- **Passage for review**
##########
'Boss' genes could save human hearts – and the reef
The chain of command inside human cells is similar to the way a factory is run, two University of Queensland researchers say.
But Dr. Nathan Palpant and Associate Professor Mikael Boden's big news is that they have found the password to the chief executive's computer—metaphorically speaking.
"We discovered a simple but powerful rule revealing how cells are controlled by rare decision-making genes," said Dr. Palpant, from UQ's Institute for Molecular Bioscience.
"Like workers on a factory production line, each gene has a specific function.
"The decision-making genes are like the supervisor, or the chief executive—rarer than the workers, and with the power to make big decisions and impact operations of the whole cell.
"Every cell has the same DNA but each cell accesses it differently.
"We have been able to simplify the rules of how cells access the DNA, in order to identify the rare but powerful decision-making genes."
Dr. Boden, from UQ's School of Chemistry and Molecular Biosciences, said the rules governing cells' operations were "so evolutionarily conserved" that the new knowledge would help identify "chief executive cells" theoretically in any cell type across the animal kingdom, ranging from fruit flies to sea squirts, birds and humans.
"This discovery has far-reaching implications because it can help us understand how cells respond to heart attacks and how aquatic animals respond to global warming, among many other issues."
Dr. Palpant said being able to pinpoint the genes controlling cell decisions created opportunities to control cell responses.
"When the body is injured, like in a heart attack, or stressed by an infection such as COVID-19, cells respond, adapt and make decisions," he said.
"Unfortunately sometimes cells make bad decisions, which can cause more damage, leading to cell death and organ failure.
"Until now, what controls these decisions has been a big mystery.
"Our discovery means that in the future, we may be able to block a cell's bad decisions when things go wrong in disease or in the environment.
"We are working with international collaborators to understand how we can block the bad decisions and prevent diseases.
"Having a better understanding of how cells work will boost human health, agriculture, ecology, marine biology, and many fields that are dependent on understanding how cells make decisions based on a changing and sometimes stressful environment."
The Australian Research Council-funded research is published in Cell Systems.
##########
- **Material supplied**
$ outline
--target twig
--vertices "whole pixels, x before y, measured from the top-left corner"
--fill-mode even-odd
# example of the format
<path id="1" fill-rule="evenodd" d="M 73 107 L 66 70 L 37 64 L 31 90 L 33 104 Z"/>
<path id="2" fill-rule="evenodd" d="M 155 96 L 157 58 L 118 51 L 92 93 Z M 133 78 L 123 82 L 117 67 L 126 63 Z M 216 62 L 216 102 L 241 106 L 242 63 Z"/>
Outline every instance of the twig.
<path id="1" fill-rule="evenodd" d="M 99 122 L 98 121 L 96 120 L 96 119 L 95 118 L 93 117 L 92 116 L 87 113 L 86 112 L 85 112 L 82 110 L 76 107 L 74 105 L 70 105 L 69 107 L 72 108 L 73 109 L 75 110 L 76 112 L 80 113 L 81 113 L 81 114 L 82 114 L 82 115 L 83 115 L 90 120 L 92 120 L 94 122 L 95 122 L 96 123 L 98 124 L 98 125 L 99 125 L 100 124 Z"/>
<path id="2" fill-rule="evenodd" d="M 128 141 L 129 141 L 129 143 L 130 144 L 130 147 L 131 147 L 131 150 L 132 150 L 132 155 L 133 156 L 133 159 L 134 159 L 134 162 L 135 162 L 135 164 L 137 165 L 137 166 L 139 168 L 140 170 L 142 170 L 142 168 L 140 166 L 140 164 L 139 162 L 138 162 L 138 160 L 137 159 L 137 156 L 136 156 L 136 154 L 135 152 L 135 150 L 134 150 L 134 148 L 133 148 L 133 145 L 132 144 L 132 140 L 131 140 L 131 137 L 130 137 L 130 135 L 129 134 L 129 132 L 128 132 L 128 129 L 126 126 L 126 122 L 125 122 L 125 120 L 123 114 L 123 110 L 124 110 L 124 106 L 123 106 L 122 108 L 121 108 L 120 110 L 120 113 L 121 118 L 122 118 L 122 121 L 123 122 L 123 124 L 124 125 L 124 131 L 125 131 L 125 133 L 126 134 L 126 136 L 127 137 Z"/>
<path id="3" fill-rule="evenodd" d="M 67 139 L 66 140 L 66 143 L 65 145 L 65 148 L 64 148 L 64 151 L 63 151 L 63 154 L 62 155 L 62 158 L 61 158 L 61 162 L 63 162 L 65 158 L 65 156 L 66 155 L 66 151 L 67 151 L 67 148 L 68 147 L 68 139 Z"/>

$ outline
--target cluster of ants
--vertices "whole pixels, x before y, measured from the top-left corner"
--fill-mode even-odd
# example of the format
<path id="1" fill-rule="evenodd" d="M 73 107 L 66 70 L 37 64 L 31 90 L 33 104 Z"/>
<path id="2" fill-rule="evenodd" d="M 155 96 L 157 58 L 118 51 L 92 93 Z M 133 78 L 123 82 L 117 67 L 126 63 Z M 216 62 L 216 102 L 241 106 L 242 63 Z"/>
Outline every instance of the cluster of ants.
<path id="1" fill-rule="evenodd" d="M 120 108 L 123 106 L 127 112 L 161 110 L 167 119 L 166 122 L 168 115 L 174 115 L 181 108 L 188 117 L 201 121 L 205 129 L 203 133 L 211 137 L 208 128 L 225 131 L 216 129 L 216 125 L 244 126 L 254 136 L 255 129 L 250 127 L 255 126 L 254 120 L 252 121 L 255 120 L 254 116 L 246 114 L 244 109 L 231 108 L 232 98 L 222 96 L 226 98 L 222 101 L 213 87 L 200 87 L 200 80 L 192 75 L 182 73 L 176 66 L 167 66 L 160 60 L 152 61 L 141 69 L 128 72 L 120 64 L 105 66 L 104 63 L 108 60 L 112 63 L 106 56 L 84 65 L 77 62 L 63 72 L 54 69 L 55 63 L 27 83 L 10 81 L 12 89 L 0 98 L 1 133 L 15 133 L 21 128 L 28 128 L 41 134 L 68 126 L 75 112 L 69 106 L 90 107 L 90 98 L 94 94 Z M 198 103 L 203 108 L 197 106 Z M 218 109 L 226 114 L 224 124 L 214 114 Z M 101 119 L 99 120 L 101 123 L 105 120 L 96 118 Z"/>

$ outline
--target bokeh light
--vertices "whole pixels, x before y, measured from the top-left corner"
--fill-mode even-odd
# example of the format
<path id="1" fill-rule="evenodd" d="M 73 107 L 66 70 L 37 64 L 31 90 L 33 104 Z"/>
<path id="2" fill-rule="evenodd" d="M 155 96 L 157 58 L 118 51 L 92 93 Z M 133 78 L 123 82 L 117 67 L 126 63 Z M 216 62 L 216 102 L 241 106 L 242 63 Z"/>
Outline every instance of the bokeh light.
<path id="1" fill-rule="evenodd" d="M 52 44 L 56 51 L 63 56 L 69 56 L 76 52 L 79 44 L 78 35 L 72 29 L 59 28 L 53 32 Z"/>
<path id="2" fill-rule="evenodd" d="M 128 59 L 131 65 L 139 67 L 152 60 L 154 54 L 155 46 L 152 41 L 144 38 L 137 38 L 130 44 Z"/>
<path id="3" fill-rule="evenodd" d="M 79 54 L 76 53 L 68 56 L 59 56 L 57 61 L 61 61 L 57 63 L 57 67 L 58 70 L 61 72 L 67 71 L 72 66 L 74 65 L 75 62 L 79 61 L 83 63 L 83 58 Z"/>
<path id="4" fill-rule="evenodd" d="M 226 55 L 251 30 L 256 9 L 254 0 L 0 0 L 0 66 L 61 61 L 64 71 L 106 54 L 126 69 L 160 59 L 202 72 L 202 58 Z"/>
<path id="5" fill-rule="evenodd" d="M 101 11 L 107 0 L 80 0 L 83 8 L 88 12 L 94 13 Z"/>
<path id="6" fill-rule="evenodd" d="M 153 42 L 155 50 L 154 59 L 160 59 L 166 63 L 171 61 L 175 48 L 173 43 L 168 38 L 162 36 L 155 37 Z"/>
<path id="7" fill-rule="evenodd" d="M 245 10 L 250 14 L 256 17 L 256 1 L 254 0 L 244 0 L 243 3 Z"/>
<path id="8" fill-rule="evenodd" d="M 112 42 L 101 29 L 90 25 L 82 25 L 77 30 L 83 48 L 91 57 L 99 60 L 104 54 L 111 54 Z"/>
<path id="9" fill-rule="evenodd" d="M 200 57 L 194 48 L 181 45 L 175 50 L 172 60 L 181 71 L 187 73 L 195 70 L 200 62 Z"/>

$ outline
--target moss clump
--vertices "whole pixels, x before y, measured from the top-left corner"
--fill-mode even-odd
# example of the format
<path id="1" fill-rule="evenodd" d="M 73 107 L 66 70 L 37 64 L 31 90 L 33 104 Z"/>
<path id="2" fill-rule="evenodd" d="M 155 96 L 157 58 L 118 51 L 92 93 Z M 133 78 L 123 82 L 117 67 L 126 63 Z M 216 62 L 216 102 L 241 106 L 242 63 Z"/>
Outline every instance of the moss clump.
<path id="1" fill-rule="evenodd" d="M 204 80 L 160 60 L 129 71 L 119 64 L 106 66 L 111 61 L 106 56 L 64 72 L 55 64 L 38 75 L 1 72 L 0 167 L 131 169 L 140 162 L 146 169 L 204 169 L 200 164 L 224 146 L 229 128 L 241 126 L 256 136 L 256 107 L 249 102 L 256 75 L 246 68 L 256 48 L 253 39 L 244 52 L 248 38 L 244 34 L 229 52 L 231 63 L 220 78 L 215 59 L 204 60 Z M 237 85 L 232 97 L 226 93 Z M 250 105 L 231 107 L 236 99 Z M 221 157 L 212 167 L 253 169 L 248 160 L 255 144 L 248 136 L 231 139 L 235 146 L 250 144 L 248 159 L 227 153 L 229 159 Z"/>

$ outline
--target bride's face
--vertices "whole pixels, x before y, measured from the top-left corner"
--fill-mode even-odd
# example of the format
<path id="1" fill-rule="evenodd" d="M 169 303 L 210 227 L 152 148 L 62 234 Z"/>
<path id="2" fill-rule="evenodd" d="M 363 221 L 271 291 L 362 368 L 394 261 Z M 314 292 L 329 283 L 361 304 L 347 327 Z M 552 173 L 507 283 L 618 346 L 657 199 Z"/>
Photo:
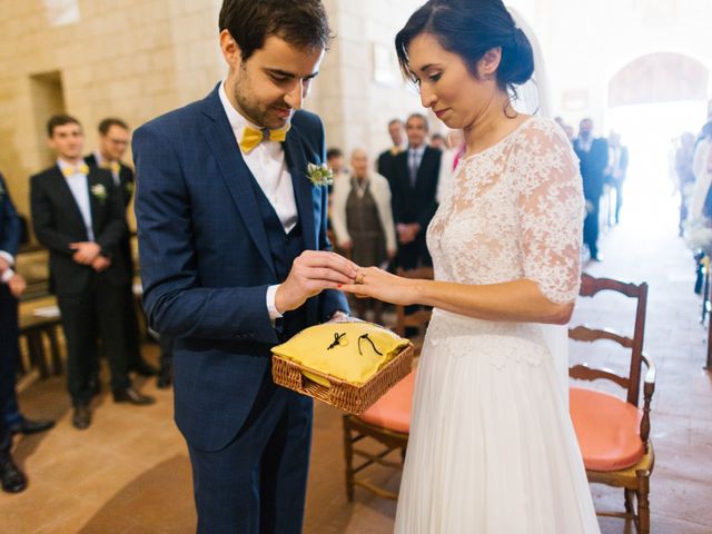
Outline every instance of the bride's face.
<path id="1" fill-rule="evenodd" d="M 413 38 L 408 46 L 411 70 L 418 80 L 421 101 L 448 128 L 472 125 L 492 101 L 501 51 L 488 51 L 476 65 L 477 77 L 463 58 L 445 50 L 429 33 Z"/>

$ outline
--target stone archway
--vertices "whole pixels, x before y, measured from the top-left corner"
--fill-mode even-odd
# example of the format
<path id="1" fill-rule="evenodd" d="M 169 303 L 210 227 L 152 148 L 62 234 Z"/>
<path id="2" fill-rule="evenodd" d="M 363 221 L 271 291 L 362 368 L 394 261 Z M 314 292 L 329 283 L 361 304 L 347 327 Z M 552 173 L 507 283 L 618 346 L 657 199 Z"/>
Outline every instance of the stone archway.
<path id="1" fill-rule="evenodd" d="M 709 69 L 696 59 L 675 52 L 649 53 L 613 75 L 609 107 L 705 100 L 709 81 Z"/>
##########
Return the article on decision-making genes above word for word, starting with "But Dr. Nathan" and going on through "accesses it differently.".

- **The answer**
But Dr. Nathan Palpant and Associate Professor Mikael Boden's big news is that they have found the password to the chief executive's computer—metaphorically speaking.
"We discovered a simple but powerful rule revealing how cells are controlled by rare decision-making genes," said Dr. Palpant, from UQ's Institute for Molecular Bioscience.
"Like workers on a factory production line, each gene has a specific function.
"The decision-making genes are like the supervisor, or the chief executive—rarer than the workers, and with the power to make big decisions and impact operations of the whole cell.
"Every cell has the same DNA but each cell accesses it differently.